• **Task objective**
Leave the pictures out. Return all other data exactly.
┌─ Records
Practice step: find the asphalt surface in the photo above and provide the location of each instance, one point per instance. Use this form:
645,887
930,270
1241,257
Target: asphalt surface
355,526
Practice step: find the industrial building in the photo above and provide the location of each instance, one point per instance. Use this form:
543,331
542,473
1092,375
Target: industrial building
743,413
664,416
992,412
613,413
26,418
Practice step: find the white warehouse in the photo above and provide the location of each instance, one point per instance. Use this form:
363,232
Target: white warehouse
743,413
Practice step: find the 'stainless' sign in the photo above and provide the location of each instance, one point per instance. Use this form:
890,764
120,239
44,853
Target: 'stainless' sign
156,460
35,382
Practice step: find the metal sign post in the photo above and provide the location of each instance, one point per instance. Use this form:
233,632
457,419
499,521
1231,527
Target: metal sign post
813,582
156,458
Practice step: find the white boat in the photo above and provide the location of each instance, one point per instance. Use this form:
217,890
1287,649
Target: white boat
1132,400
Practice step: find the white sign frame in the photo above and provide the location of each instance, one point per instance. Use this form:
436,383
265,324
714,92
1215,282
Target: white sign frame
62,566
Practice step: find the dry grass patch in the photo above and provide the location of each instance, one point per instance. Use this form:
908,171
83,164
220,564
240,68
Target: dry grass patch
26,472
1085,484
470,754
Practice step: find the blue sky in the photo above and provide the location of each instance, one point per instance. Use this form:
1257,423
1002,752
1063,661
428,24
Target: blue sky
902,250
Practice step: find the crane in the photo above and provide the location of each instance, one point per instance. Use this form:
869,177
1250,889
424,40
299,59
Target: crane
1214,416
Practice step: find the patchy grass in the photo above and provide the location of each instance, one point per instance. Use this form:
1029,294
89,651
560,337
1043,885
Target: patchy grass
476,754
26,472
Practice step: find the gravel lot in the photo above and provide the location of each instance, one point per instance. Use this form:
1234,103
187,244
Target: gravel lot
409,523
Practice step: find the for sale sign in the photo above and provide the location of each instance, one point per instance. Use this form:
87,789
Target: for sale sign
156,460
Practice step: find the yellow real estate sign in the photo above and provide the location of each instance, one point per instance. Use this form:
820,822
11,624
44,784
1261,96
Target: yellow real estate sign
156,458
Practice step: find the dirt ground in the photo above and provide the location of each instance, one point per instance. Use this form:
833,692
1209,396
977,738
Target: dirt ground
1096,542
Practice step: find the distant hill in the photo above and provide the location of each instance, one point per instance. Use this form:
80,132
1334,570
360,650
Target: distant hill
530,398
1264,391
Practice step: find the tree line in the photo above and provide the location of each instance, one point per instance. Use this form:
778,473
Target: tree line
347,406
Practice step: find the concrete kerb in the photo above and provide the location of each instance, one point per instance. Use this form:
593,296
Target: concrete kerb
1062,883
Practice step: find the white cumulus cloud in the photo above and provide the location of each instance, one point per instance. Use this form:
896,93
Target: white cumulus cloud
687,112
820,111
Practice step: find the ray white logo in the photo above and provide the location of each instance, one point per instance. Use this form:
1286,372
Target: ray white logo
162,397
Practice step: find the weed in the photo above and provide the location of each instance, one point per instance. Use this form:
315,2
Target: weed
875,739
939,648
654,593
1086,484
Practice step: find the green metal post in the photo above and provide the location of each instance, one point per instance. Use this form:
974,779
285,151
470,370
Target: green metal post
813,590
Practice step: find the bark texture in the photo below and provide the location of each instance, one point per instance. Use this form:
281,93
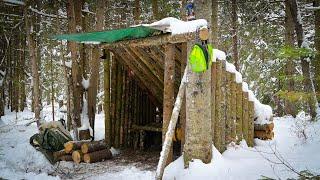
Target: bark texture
198,143
289,69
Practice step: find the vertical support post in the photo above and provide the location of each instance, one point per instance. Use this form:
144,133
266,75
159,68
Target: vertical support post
233,89
213,100
245,116
228,108
223,106
218,116
251,124
198,142
107,122
113,98
168,91
239,112
184,57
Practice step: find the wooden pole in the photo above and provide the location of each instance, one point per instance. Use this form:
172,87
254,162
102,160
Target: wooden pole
251,124
184,59
213,99
118,107
223,106
166,146
218,99
106,104
113,98
233,114
168,92
239,112
229,122
245,116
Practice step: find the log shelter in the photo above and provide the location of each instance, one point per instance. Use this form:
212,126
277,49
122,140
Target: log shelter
146,65
145,73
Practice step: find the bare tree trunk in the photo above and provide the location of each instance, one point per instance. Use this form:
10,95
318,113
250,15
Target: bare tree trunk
168,92
95,64
289,41
137,12
155,9
35,69
107,121
316,3
305,64
234,34
198,143
75,89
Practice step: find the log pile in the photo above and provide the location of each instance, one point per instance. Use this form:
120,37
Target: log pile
264,131
84,151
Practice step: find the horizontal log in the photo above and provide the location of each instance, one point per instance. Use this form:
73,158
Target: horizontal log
154,40
147,128
58,154
77,156
97,156
263,135
93,146
65,158
73,145
264,127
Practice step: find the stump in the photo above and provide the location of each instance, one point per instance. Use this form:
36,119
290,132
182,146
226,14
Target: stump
97,156
84,134
77,156
72,145
89,147
65,158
└─
• **Written solution**
Practice step: find the asphalt surface in the photo above and provide the location of each instance, one point per instance. Use this form:
645,887
930,270
1241,257
Target: asphalt surface
355,526
Practice step: find the industrial building in the photo above and provide the location of each instance, one point per instance. Use this form:
543,331
542,473
1092,375
Target: industrial building
743,413
664,416
992,412
613,413
26,418
Practice step: find the white warehouse in the photo above and provide the location of each instance, one point per instance. Use this form:
363,232
Target: white warehouse
743,413
Practice step: find the 'stainless' sign in the photo above and provide the location of each instance, one point per instance. Use this form:
890,764
120,239
44,853
Target: 'stainless' sign
156,460
35,382
Practice step: find the metal sign post in the photo above and provide the location of each instance, one point per instance. Use this form:
233,632
457,419
499,521
1231,527
Target: metal sign post
813,582
156,458
Practice step: find the white boat in the photo above and provide the location of each instance, one point per instance. Use this form:
217,890
1287,649
Target: white boat
1132,400
Practice step: find the white sign frame in the photo above and provide the location of each instance, one point per instance. Use this form:
436,383
265,324
714,92
1215,282
Target: white sign frame
62,566
Practice step: find the dry grass patch in the photo above and provide the location of each instance, one point per instance. Use this form:
908,171
83,164
220,564
240,68
Target: dry grass patch
26,472
1085,484
470,754
Practice step: find the blue sky in the photo above and provide the location of each instance, one point per instance. Use this form:
1257,423
1002,752
1063,661
428,24
Target: blue sky
902,250
Practice step: find the crane in the photo above and provide the location of each instance, one point per instance. Use this form:
869,177
1250,889
424,40
299,59
Target: crane
1214,416
Practice step: find the patchy grass in the photo above and provide the location of each instance, one point per instance. Use this form:
1029,294
89,651
560,337
1043,885
Target: patchy grass
476,754
26,472
Practice step: find the gravel lot in the photo above and provide the location of each instance, one point per instance. Use this form:
1234,103
187,244
Target: gravel lot
409,523
Practice step: find the for sale sign in the photo above and provide the location of each instance, one point per instance. Use this form:
87,789
Target: for sale sign
156,460
Practice step: find the yellow real estate sign in the photo above and provide the location of each instance, one point per instance. Use this form:
820,822
11,624
44,784
1261,96
Target: yellow real estate sign
156,458
Practice step: find the dirt ground in the photo above and provide the location of each instance, one point per instance. Use this form:
833,692
1209,396
977,738
Target: dirt ground
1096,542
Practice step: find the distant hill in the photo above and provide the location of each instance, one point per instance. Use this form:
80,132
1334,570
360,650
Target: distant hill
530,398
1264,391
Practice step: find the tree line in the photo above and provide the location of each instance, one point per instance. Use this form:
778,473
Target: tree line
347,406
Practice step: find the concrete kerb in the photo above and provide the location of each instance, one point per instance. Use this form:
593,296
Target: concrete kerb
1062,883
Practice step: find the white cumulus cloud in the photo above and provide the location of each instance, one point per instance. Use this form:
896,93
Target: white cumulus cloud
687,112
820,111
Practice step: find the ray white logo in the photo above and provide the location of each instance, one point per instance. Use this form:
1286,372
Target: ray white logo
162,397
Practice step: find the weed in the photo above and provide the location of each instance, one point per instance. Use this form:
315,2
Target: weed
875,739
939,648
654,593
1086,484
Practice step: find the green metal post in the photo above and provide the location of each instance, one point per instance. Use this form:
974,779
285,151
470,370
Target: green metal post
813,590
Practice step: find the bark texture in the photo below and provide the location of each instance, one point per instance. Use this form:
281,93
Target: bark texture
198,143
289,69
Practice step: find the vertical support post in the photo above and provide the location of each instance, one point per instance. Use this form:
144,133
266,75
159,68
Target: vertical support post
233,89
213,100
245,116
228,108
223,106
218,116
251,124
198,142
107,122
113,98
168,91
239,112
184,57
Practice step: find the wooden pole in the photo above and provide the location of each instance, one point per instance. Use this form:
172,87
254,162
102,160
Target: wooden pole
251,124
184,59
213,99
118,107
223,106
166,146
218,99
106,104
113,98
233,114
168,92
239,112
229,122
245,116
Practice step: find the log shelter in the photo above and provide the location of each instance, one point per instance. Use this form:
212,126
277,49
122,140
Target: log shelter
146,65
145,73
Practice step: find the bare tree trunk in the photo above and provide the location of each instance, one point per instance. Use this form:
10,95
318,113
250,15
Target: bare tree trunk
168,92
95,64
289,41
137,12
155,9
35,69
107,121
316,3
305,64
234,34
198,143
75,89
Practice step: find the log pile in the photo above and provide the location of each instance, one point per instance. Use this form:
120,37
Target: log pile
264,131
84,151
Practice step: find the horizontal log in the photo above and provide the location of each instance, one point per instance. Use this form:
73,158
Target: horizontal log
154,40
147,128
58,154
77,156
97,156
263,135
93,146
65,158
73,145
264,127
Practice step: find the stump in the photo above and provide the location of each instance, one point per instance. Use this form:
36,119
290,132
182,146
226,14
Target: stump
97,156
84,134
77,156
72,145
89,147
65,158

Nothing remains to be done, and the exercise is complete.